# Page

NEDOQwen 0.8B Base Pretrained
NEDOQwen 0.8B Base Pretrained is a Turkish-focused custom decoder-only causal language model trained for the NEDO Turkish SLM project.
This repository contains a custom PyTorch checkpoint, not a Hugging Face Transformers-native model yet.
Summary
- Parameters: 824,256,000
- Architecture: Qwen/Llama-style decoder-only causal LM
- Language: Turkish
- Tokenizer: NEDO Turkish Tokenizer, 65K typed_surface vocabulary
- Context length: 1024 tokens
- Training dataset: Ethosoft/nedo-turkish-65k-tokenized-60b
- Checkpoint file: checkpoint.pt
- Final pretraining step: 5000
- Training tokens seen in this run: 1,310,720,000
- Validation loss: 1.5961
- Perplexity: 4.93
Architecture
Configuration:
vocab_size: 65536
dim: 1536
n_layers: 24
n_heads: 16
n_kv_heads: 8
mlp_dim: 4096
block_size: 1024
tie_embeddings: false
Model components:
- decoder-only causal language model
- RMSNorm
- RoPE positional embeddings
- grouped-query attention
- SwiGLU MLP
- pre-norm transformer blocks
- bias-free linear layers
Important compatibility note
This is not yet a standard Hugging Face Transformers checkpoint.
The following will not work yet:
AutoModelForCausalLM.from_pretrained(...)

# Short exercise A
Rewrite the records from the line with "Tag the illuminated" through the end of the records, changing "lane-occupancy audit" to "placement review" and keeping everything else the same.

# Dataset rows
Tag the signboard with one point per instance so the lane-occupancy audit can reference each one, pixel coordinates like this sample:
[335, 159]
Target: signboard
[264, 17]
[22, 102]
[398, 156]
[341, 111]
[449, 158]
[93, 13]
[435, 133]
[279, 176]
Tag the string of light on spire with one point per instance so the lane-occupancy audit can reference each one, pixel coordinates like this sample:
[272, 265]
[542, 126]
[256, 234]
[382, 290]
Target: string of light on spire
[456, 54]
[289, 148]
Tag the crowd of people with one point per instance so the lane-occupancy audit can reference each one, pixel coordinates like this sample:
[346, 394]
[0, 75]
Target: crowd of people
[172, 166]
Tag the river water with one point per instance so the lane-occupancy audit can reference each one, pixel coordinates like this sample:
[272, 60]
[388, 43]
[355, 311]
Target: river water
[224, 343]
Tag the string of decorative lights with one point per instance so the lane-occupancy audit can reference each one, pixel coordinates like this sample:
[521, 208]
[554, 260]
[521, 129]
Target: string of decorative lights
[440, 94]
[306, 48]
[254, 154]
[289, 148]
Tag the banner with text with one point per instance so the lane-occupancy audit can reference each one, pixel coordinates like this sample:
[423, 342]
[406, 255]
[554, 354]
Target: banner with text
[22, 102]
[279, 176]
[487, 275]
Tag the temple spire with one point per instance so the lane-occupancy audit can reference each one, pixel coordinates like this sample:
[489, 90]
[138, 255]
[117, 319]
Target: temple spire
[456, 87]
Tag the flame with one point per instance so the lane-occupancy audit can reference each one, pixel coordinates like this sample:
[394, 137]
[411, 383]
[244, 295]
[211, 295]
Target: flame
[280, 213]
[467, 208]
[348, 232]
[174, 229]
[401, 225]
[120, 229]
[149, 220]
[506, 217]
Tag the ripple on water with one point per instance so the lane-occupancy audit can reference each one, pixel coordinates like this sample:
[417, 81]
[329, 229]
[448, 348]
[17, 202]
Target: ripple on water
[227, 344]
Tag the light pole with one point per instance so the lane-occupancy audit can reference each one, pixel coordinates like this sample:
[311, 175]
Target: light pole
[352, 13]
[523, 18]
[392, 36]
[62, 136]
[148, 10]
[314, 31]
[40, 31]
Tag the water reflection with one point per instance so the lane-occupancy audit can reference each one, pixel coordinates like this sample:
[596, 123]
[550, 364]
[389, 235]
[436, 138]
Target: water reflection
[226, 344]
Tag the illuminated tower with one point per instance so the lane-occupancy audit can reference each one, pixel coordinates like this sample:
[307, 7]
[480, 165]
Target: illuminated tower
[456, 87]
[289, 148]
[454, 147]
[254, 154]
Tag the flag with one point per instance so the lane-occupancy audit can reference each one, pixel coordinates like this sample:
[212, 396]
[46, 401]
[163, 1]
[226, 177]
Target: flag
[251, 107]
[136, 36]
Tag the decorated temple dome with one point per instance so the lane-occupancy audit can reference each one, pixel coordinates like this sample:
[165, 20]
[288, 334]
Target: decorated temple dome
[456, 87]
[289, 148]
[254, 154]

# Short exercise B
What validation loss does the model card report for NEDOQwen 0.8B Base Pretrained?

# Exercise response A
Tag the illuminated tower with one point per instance so the placement review can reference each one, pixel coordinates like this sample:
[307, 7]
[480, 165]
Target: illuminated tower
[456, 87]
[289, 148]
[454, 147]
[254, 154]
Tag the flag with one point per instance so the placement review can reference each one, pixel coordinates like this sample:
[212, 396]
[46, 401]
[163, 1]
[226, 177]
Target: flag
[251, 107]
[136, 36]
Tag the decorated temple dome with one point per instance so the placement review can reference each one, pixel coordinates like this sample:
[165, 20]
[288, 334]
Target: decorated temple dome
[456, 87]
[289, 148]
[254, 154]

# Exercise response B
1.5961